Instructions to follow
Only one stretch of the data below is wanted: the lines from the one with "Target: fence rail" through the one with "Put a point on every instance of the tall", repeated exactly.

··· Supplied information

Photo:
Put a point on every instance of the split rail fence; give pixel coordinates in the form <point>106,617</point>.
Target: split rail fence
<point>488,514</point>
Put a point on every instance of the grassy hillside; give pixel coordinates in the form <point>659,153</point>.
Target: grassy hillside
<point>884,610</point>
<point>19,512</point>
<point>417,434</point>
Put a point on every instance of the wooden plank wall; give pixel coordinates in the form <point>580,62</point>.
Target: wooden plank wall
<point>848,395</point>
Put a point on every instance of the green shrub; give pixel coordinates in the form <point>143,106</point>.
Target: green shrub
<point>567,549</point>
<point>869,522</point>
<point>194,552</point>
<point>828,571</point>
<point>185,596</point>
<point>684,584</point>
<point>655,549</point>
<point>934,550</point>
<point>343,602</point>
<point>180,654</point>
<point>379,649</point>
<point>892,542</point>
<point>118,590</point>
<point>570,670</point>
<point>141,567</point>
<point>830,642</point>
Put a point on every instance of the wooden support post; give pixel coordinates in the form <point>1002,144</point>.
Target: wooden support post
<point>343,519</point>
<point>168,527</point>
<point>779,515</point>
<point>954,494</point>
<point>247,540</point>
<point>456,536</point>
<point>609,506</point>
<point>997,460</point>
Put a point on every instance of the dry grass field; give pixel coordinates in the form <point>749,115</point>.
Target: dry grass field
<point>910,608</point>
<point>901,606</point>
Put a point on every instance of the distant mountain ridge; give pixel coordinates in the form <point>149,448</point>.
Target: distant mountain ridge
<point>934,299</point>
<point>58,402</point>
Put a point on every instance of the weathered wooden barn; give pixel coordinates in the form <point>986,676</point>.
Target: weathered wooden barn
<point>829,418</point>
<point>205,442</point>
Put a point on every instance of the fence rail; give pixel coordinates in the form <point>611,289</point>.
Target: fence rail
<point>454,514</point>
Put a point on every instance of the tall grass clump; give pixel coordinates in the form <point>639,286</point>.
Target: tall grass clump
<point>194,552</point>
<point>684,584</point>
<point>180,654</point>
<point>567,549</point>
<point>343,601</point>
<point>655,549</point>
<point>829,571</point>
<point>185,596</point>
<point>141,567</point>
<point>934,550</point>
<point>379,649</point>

······

Task output
Target: fence rail
<point>454,514</point>
Put a point on every instance of the tall grass clump; give pixel coordinates in the form <point>639,286</point>.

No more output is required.